• Texte fourni:
---------------

Puis, ce fut la découverte en 1946, dans la collection « Poète d’aujourd’hui » chez Seghers, de Michaux. Il y eut, plus tard, Raymond Bellour qui donna un « Henri Michaux ou une mesure de l’être » paru chez Gallimard, mais aussi, les introductions des oeuvres complètes en trois volumes à la bibliothèque de la pléiade, toujours chez Gallimard.
Tout semblait dit... Il n’y avait plus, peut-être, qu’à souligner ou suivre la route déjà balisée... Mais relever un défi, est avant tout faire acte de création. Pour atteindre son but. Robert Bréchon eut recours à l’écriture. Une écriture qui, ne cherche pas l’effet, une écriture, qui connaît le chemin de l’âme toute simple, toute pure. Avec cet ouvrage, Robert Bréchon réalise une synthèse entre l’homme et son œuvre, tout en respectant l’un et l’autre, ce qui représente un véritable tour de force.
Seul Michaux, artiste peintre, demeure quelques pas en arrière, laissant à l’écrivain le rôle principal, car l’oeuvre picturale connaît une audience universelle encore à venir pour la prose et la poésie.

---------------

• Lignes enregistrées:
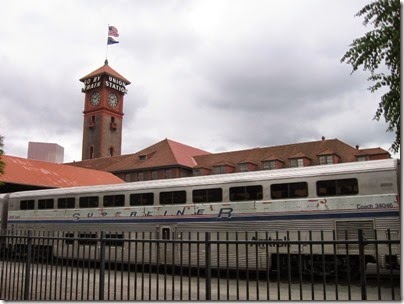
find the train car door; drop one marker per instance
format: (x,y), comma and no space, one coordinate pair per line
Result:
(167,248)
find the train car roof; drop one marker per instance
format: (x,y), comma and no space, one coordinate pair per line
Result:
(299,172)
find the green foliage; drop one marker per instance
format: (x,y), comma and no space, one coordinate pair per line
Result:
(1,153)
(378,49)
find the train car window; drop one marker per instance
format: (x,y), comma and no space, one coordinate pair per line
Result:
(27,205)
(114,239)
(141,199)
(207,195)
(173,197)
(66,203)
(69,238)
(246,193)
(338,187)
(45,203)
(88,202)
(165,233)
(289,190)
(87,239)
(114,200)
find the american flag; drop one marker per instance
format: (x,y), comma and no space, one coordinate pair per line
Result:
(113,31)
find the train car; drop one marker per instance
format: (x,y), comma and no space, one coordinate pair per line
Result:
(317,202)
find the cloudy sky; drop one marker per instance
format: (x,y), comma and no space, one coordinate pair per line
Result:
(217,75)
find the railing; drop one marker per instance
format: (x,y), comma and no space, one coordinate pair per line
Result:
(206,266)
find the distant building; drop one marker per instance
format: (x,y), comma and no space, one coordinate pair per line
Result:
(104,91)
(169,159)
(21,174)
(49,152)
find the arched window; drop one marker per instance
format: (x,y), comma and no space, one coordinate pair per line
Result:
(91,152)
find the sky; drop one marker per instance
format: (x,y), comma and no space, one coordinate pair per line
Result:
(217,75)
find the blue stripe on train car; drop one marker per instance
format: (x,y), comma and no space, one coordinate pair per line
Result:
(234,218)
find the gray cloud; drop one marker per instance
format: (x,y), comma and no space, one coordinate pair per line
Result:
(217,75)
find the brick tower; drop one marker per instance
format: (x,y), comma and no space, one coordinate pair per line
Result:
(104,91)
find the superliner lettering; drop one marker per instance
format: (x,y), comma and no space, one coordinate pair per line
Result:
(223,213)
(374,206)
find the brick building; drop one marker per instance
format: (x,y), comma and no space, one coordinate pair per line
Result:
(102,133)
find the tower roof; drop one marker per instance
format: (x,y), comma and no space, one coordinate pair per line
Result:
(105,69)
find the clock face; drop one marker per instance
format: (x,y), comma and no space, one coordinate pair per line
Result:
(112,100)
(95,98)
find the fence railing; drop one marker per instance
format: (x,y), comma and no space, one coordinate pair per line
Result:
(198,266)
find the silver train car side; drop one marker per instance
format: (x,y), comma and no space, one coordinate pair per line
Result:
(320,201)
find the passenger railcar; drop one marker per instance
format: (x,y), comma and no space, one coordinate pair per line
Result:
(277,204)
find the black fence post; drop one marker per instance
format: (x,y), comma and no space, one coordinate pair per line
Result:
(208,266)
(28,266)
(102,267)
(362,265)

---------------

• Liste des consignes:
1 – Reproduisez un extrait du texte sur Henri Michaux, en commençant aux mots « Seul Michaux, artiste » et en vous arrêtant après « et la poésie. ».
2 – Donnez la suite du texte sur Henri Michaux et l'ouvrage de Robert Bréchon, à partir de l'endroit où il s'arrête.
Ces enregistrements viennent d'une source différente.

• Liste des réponses:
1 –
Seul Michaux, artiste peintre, demeure quelques pas en arrière, laissant à l’écrivain le rôle principal, car l’oeuvre picturale connaît une audience universelle encore à venir pour la prose et la poésie.

2 –
Michaux est-il un poète à part entière, un poète véritable ? N’est-il pas plutôt un pionnier du monde visible, mais également et surtout du monde invisible ? Mais, me direz-vous, devenir comme dans le Nouveau Monde, l’aventurier des grandes plaines, n’est-ce pas justement incarner « le poète » dans ce qu’il a de plus authentique et de plus sacré ?
Michaux a suivi la piste des hallucinogènes pour atteindre et pénétrer dans des univers fantastiques. De ces expériences mystérieuses, le poète nous a laissé une écriture qui sent la foudre et où les éclairs de la vie claquent à l’intérieur de chaque mot, comme autant de paroles inconnues qui nous traversent, nous bousculent, transfigurant le pas minuscule de notre quotidien. N’est-ce pas ainsi que l’artiste se métamorphose en mythe ?
Hors de tous les courants, de toutes les modes éphémères, Michaux, a refusé tous les honneurs, les décorations, car il considérait que ’l’écriture ne suit pas, elle précède’. Il ne faisait que poursuivre une direction qui depuis sa naissance, ’lui fait choisir sa voie singulière’. Le poète se défiait de tout ce qui pouvait limiter, clore, enfermer, sa marche dans le doux ronron hypnotique de la ’ routine’.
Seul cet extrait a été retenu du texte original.